== ACTIONS TO TAKE ==
**A)** Answer these questions from the forum thread about the Mudrunner:
(i) How many sheets an hour does P.A. ROCKER say he boxes with a picker in tow?
(ii) What usually talks WhiskeyJack out of buying a Mudrunner?
(iii) Which company does P.A. ROCKER ask bbguys whether he works for?
**B)** Pick up the forum thread about the Mudrunner from the point where it stops, and continue it.

== SOURCE DOCUMENT ==
····················

# mudrunner?



## P.A. ROCKER (Jul 15, 2011)

Been kicking it around for 'bout a year now... should I buy a Mudrunner? You know everyone hates the angle box for the beating it lays on ya. My MAIN QUESTION is how much does it speed up the angle coating process? Now I box 80-100 sheets an hour with a picker in tow.


----------



## WhiskeyJack (Aug 17, 2011)

I've been looking into a mudrunner as well. The price usually talks me out of it. I wonder what they are like in closets?


----------



## bbguys (Sep 19, 2010)

Best tool out there. Saves the most time out of any other tool, hands down. Buy one and you will give all your other tools away to keep the mudrunner!


----------



## P.A. ROCKER (Jul 15, 2011)

*Mole?*



bbguys said:


> Best tool out there. Saves the most time out of any other tool, hands down. Buy one and you will give all your other tools away to keep the mudrunner!


Everytime I see a first time posting from someone who has been a member for a year I wonder, do you work for TapeTech? Are you a plant??


----------



## VANMAN (Jan 14, 2011)

WhiskeyJack said:


> I've been looking into a mudrunner as well. The price usually talks me out of it. I wonder what they are like in closets?


 Sh*t is the answer there!!


----------



## VANMAN (Jan 14, 2011)

But the runner is a good tool once u get the hang of it!!!


----------



## VANMAN (Jan 14, 2011)

VANMAN said:


> Sh*t is the answer there!!


 Yea for closets,runner is good!!
:thumbsup:


----------



## Capt-sheetrock (Dec 11, 2009)

····················

== EXTRACTED ENTRIES ==
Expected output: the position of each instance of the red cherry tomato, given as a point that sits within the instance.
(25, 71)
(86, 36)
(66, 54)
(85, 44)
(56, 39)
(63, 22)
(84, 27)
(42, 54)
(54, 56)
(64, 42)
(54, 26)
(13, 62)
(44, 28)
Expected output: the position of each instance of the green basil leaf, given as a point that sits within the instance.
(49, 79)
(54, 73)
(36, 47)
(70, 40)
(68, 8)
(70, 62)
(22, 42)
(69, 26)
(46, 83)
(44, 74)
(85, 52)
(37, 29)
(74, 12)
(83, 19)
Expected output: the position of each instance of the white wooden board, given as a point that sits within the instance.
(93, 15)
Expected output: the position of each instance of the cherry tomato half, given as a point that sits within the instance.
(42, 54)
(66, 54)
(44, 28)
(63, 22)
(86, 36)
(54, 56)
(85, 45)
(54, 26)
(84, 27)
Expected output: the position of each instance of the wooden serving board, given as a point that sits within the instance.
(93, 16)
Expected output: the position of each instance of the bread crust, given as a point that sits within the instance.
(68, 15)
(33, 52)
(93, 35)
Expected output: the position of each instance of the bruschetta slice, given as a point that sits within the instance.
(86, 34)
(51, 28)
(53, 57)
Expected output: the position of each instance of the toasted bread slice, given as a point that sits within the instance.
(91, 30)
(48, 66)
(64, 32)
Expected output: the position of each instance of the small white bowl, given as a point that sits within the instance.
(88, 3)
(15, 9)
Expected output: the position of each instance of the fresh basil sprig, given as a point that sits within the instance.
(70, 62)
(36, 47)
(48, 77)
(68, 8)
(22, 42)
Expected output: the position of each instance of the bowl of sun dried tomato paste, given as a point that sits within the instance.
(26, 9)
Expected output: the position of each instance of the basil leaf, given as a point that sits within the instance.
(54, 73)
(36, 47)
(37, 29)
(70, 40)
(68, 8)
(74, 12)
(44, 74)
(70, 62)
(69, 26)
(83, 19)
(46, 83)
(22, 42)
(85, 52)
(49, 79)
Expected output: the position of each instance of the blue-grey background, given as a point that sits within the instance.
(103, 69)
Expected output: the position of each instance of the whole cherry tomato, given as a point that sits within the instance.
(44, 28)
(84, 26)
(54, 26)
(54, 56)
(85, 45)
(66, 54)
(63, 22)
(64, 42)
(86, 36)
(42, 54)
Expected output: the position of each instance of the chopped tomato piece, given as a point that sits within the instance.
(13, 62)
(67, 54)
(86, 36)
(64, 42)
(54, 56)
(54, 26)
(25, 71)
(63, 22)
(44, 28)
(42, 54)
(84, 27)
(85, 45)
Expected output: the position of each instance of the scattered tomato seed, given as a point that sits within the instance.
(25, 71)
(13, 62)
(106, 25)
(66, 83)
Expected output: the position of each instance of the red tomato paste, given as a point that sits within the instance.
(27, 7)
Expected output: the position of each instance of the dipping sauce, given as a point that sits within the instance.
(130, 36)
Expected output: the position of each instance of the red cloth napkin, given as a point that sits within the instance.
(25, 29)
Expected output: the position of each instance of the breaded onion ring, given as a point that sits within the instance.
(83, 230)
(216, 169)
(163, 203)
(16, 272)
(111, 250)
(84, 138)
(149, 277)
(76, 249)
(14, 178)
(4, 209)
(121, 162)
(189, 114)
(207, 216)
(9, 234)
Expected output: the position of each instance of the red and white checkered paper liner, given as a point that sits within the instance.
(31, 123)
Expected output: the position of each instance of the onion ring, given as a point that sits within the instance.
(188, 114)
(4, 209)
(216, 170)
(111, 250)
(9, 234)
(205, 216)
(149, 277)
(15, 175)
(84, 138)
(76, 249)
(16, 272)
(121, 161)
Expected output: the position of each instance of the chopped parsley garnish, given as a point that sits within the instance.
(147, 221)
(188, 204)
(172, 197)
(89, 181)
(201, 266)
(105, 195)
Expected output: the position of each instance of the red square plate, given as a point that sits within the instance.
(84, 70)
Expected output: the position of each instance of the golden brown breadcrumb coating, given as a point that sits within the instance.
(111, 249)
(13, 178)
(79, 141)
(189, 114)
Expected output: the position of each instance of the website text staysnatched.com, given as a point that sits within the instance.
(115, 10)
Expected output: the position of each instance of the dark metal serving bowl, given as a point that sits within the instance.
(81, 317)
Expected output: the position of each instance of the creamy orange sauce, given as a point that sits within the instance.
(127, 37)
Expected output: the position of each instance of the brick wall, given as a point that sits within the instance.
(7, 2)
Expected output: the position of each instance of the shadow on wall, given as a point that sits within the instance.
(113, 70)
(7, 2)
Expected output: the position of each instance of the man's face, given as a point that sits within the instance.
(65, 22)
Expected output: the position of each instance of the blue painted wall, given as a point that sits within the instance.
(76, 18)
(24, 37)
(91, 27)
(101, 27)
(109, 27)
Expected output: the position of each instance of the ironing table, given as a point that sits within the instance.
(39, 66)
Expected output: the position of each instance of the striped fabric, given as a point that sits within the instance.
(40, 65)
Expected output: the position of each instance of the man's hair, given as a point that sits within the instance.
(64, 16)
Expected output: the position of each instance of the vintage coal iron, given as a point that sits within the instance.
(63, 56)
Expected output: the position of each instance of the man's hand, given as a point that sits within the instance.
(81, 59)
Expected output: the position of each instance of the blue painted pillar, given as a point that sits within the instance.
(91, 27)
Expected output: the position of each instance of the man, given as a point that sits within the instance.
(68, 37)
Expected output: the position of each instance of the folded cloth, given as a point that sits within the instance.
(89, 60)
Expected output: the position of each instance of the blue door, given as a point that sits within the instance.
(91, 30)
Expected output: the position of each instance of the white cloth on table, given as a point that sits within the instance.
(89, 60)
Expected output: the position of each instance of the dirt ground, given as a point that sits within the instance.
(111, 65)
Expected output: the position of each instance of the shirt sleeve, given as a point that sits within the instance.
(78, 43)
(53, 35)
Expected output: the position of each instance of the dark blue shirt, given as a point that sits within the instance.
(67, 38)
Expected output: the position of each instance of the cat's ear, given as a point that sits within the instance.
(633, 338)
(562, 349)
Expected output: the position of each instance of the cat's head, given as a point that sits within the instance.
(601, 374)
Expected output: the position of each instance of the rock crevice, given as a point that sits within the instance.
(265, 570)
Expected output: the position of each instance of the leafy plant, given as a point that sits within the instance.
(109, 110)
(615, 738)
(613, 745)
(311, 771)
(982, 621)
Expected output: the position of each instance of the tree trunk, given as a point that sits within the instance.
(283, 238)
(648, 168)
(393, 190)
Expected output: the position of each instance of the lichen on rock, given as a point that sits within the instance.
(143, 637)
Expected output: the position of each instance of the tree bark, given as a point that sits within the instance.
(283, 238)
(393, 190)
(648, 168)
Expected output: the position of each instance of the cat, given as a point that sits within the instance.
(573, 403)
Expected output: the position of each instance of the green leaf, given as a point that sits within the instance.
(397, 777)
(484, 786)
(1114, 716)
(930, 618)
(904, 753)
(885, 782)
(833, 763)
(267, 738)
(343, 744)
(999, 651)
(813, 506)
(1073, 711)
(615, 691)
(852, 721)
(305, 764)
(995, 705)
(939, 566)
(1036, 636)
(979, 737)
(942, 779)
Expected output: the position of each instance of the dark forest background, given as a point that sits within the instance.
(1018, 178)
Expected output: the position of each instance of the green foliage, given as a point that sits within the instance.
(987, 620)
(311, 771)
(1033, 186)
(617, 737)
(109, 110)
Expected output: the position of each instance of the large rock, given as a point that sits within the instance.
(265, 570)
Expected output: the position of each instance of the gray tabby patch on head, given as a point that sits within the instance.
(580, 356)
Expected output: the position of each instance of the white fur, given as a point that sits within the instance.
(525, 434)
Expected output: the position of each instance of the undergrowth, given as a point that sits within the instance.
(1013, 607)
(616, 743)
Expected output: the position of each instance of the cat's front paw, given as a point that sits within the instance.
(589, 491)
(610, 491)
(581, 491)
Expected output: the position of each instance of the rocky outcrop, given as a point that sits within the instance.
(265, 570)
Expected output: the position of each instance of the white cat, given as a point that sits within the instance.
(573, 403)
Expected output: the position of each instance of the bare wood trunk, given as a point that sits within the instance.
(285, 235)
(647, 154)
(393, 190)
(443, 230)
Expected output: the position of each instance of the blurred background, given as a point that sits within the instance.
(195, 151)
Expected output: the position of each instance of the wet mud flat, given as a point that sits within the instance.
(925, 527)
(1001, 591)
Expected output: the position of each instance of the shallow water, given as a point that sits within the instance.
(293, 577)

····················

== ANSWERS BY TASK ==
**A)**
(i) 80 to 100 sheets an hour.
(ii) The price.
(iii) TapeTech.

**B)**
P.A. ROCKER said:


> Been kicking it around for 'bout a year now... should I buy a Mudrunner? You know everyone hates the angle box for the beating it lays on ya. My MAIN QUESTION is how much does it speed up the angle coating process? Now I box 80-100 sheets an hour with a picker in tow.


 You are definattly covering alot of ground with your corner box. However, The runner holds more mud, that will increase your brd/hr rate, its alot easier on you, that will increase your brd/hr rate. It is easier to run bigger heads with the runner. It doesn't take any longer to clean up than the corner box. 

A bazooka is alot more exspensive than a banjo, and when I was younger, I could run fast enough to say, why spend the money???? Now I have 2 bazookas. Any tool that is faster and easier is always a good investment.After the learning stage(where you just want to throw it out the window and go back to what you know) you will wish you had bought one years ago. JMO


----------



## WhiskeyJack (Aug 17, 2011)

> (where you just want to throw it out the window and go back to what you know)


That's hilarious, I had an old boss who did just actually that.


----------



## Jason (Feb 27, 2011)

P.A. ROCKER said:


> Been kicking it around for 'bout a year now... should I buy a Mudrunner? You know everyone hates the angle box for the beating it lays on ya. My MAIN QUESTION is how much does it speed up the angle coating process? Now I box 80-100 sheets an hour with a picker in tow.


I don't find the angle box demanding at all. A little oil before starting up and make sure the flap is free moving, use thin mud and a long enough pole. Guys seem to like the MR but I never saw the need for it.


----------



## P.A. ROCKER (Jul 15, 2011)

Jason said:


> I don't find the angle box demanding at all. A little oil before starting up and make sure the flap is free moving, use thin mud and a long enough pole. Guys seem to like the MR but I never saw the need for it.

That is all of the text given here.